[Point annotations for photos]
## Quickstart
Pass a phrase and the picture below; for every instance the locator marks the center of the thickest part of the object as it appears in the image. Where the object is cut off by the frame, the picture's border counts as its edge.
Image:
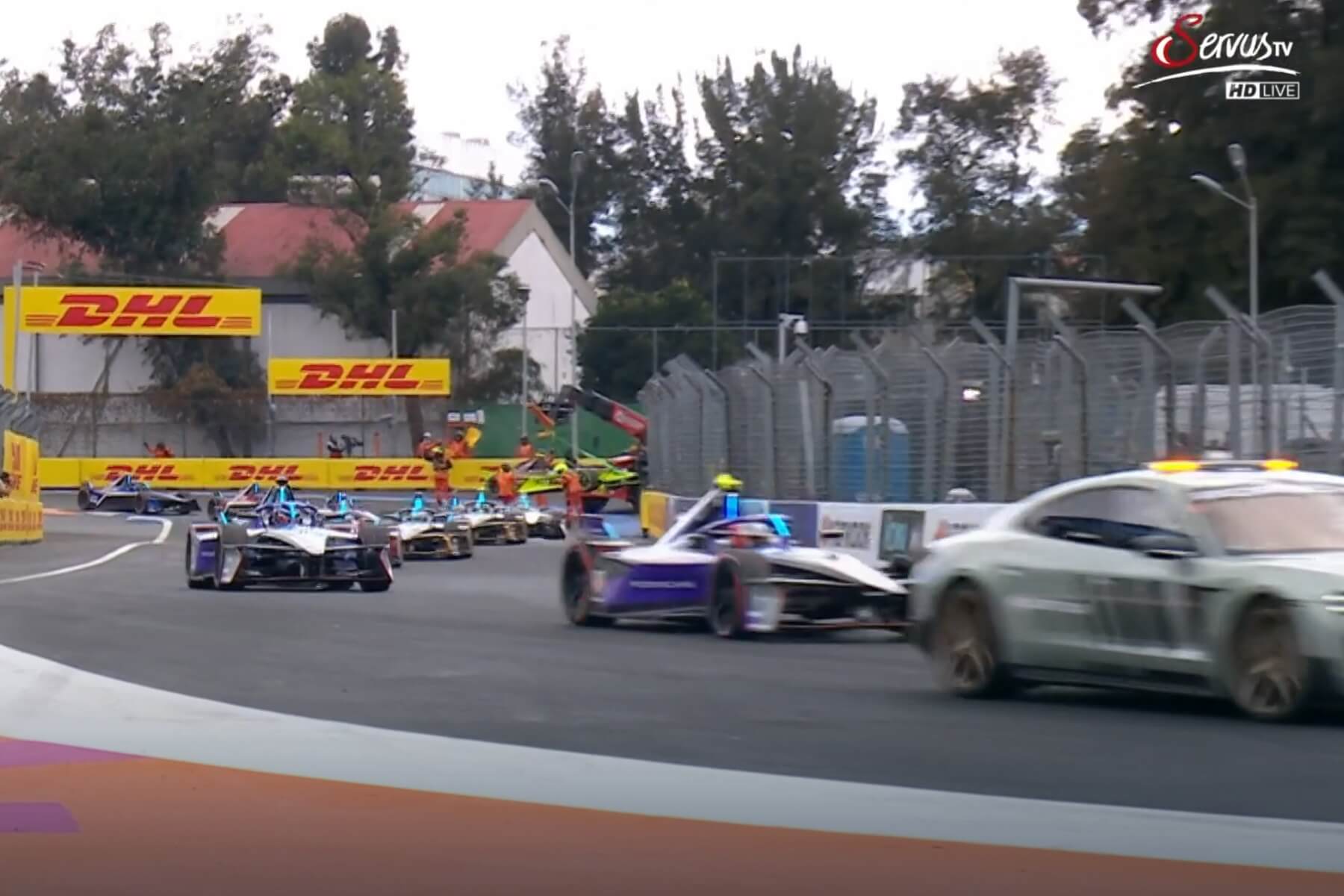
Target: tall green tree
(127, 155)
(974, 149)
(633, 334)
(561, 116)
(351, 129)
(788, 167)
(1130, 193)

--- EXERCISE BRIEF ---
Please rewrite every line of the records above as a numbered list, skipping blank lines. Leave the pictures out of your answer.

--- RIGHT ANSWER ---
1. ## Quickstart
2. Pass a phrase and the picture below; for every instance the locator marks the center of the thickest part of the object as it appears in the image. Where the object is cut off by the frame, the picture's border counts as its edge.
3. Image:
4. Target: tall green tree
5. (127, 155)
6. (974, 149)
7. (633, 334)
8. (561, 116)
9. (351, 129)
10. (788, 167)
11. (1130, 193)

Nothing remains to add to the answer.